Tarea:
Responde, por favor, estas preguntas sobre el texto:
(a) ¿Qué dos versos condensan, según el texto, el momento del duelo?
(b) En el poema "365 días", ¿por qué no se pudo ver el mar?
(c) ¿Cómo se titula el poema que incluye el verso "Conozco la madrugada"?

Texto dado:
- - - - - - -

Continúan los poemas que retratan la ruptura: “Hay un silencio / que cabe entre nosotros, / silencio que salpica los zapatos, / silencio blanco que nos bebemos con las manos, / silencio que descansa bajo tierra” (El silencio); “Dejé en tu mapa / toda mi orografía / de mujer descalza. // Salté / tristemente a tu vacío, / con una venda / y sin alas” (El canto). Son poemas de tono confesional, de tanta intimidad que buscan la herida que cualquier lector tiene guardada. Marta Pumarega consigue dibujar con dolorosa precisión los momentos en los que se alternan la necesidad del recuerdo y la necesidad de ruptura: “Es por eso que aún / me balanceo en tus ojos, / rumio tu recuerdo / moviendo los labios / de un lado para otro” (La herida); “Podría parecerme que vuelves / mientras miro por la ventana / y la figura de un hombre, / tras el cristal, / navega hacia mi puerta” (El retorno). Hubo, sin duda, un tempo para la negociación (“asistí al derrumbe / de nuestro hogar, / con un poema de amor entre los dientes”, Las creencias) pero llega el momento del duelo en el que la duda duele tanto como el sufrimiento que ocasiona la ruptura. Dos versos lo condensan: “La soledad / es la tristeza del arrepentido” (La soledad).
A la herida dedica una serie de versos que aportan imágenes expresivas, elocuentes: “Recuerdo el hospital, / los susurros por la rendija de la puerta, / sus horas muertas, / la habitación blanca a través del suelo, / un espejo donde no reconocerme /…/ Sin embargo, // a través de las ventanas, / estaba la vida” (El hospital); “Conozco la madrugada, / soy uno de sus silencios” (La madrugada); “Este blanco que me ahoga, / este papel que te sostiene” (La mirada). Las descripciones físicas quizás sean las que duelen más: “Tus ojos, / perder el pulso de tus ojos, / eso fue sin duda lo más terrible” (Los ojos); “Tampoco pude ver el mar; / tenía los ojos llenos de arena” (365 días); “Y yo recuerdo tu nombre, / salvaje como tu silencio, / como árbol torcido, / como pasos viniendo hacia mí / en la oscuridad de la calle” (Tu nombre).

- - - - - - -

Descripciones de regiones en lenguaje natural
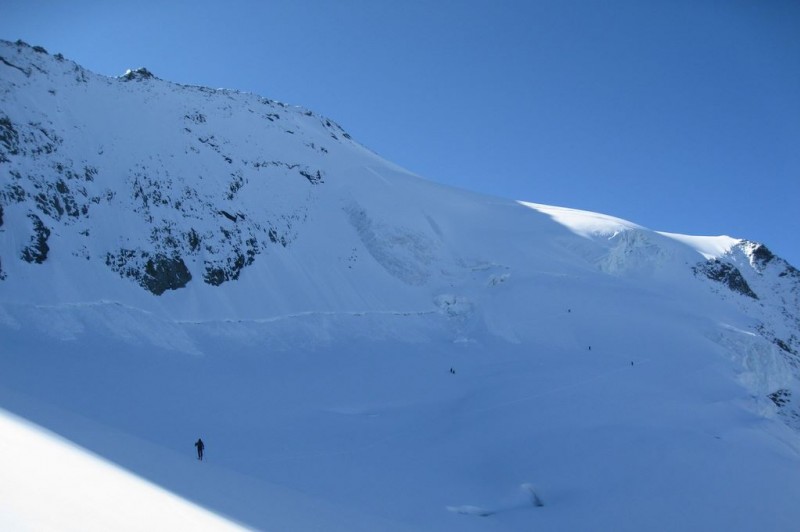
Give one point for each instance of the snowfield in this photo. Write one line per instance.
(359, 348)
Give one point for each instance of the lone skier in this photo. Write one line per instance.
(200, 446)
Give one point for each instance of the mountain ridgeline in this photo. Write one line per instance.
(142, 213)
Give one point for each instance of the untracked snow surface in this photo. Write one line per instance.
(360, 349)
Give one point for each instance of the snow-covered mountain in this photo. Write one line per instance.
(362, 349)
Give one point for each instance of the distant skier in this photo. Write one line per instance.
(200, 446)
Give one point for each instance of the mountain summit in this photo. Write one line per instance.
(363, 349)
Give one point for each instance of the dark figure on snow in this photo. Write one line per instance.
(200, 446)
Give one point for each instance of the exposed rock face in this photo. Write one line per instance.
(37, 250)
(157, 274)
(239, 175)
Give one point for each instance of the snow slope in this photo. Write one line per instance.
(362, 349)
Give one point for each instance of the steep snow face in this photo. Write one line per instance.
(354, 340)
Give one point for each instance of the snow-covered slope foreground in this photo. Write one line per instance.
(361, 349)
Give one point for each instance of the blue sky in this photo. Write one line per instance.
(682, 116)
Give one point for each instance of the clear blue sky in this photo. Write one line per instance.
(682, 116)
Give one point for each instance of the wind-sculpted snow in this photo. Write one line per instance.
(362, 349)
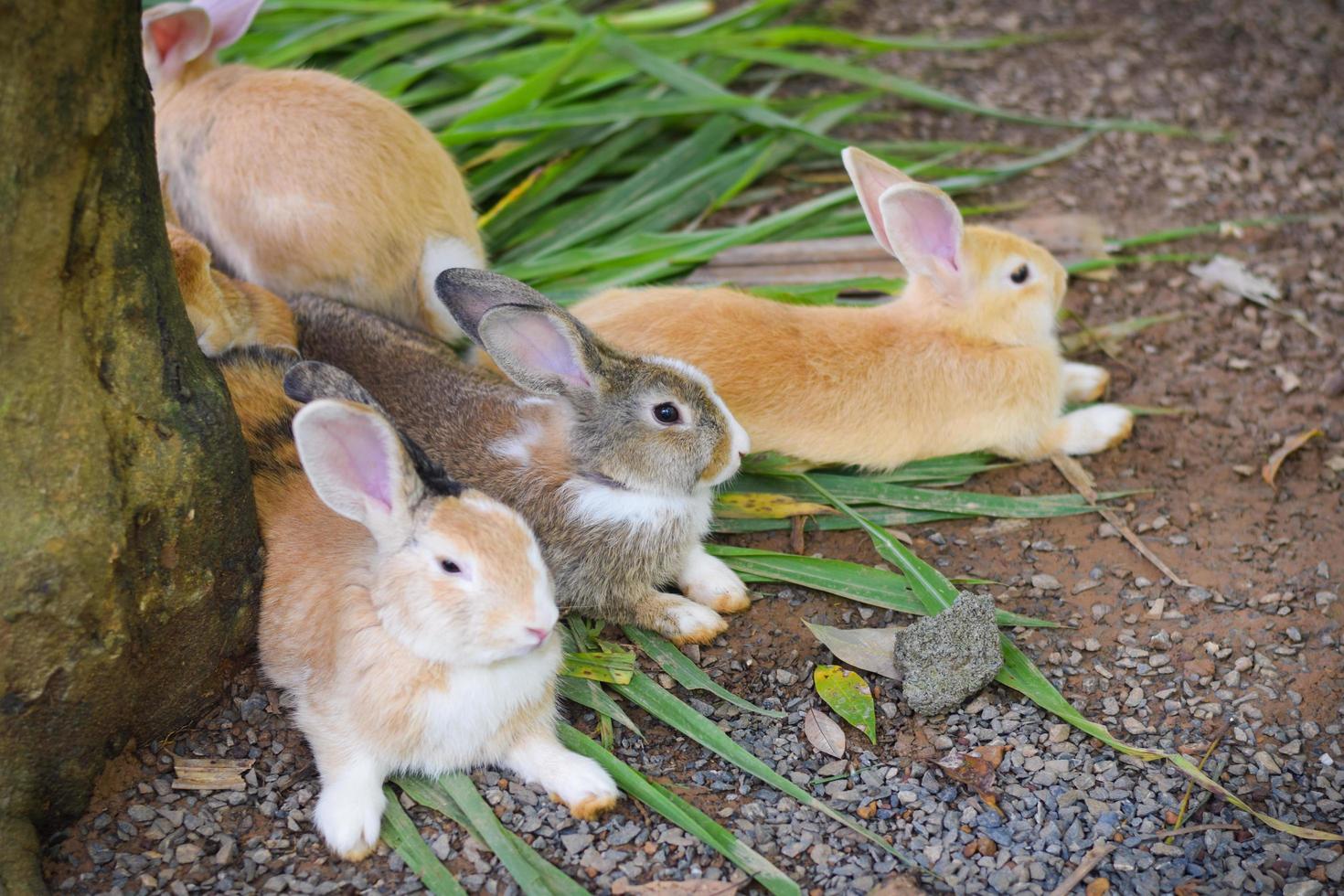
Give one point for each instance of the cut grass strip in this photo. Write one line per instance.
(682, 815)
(400, 833)
(854, 581)
(686, 673)
(645, 693)
(1023, 676)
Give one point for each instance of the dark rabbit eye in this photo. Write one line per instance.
(667, 412)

- - - - - - -

Respuesta:
(a) “La soledad / es la tristeza del arrepentido”, del poema La soledad.
(b) Porque tenía los ojos llenos de arena.
(c) La madrugada.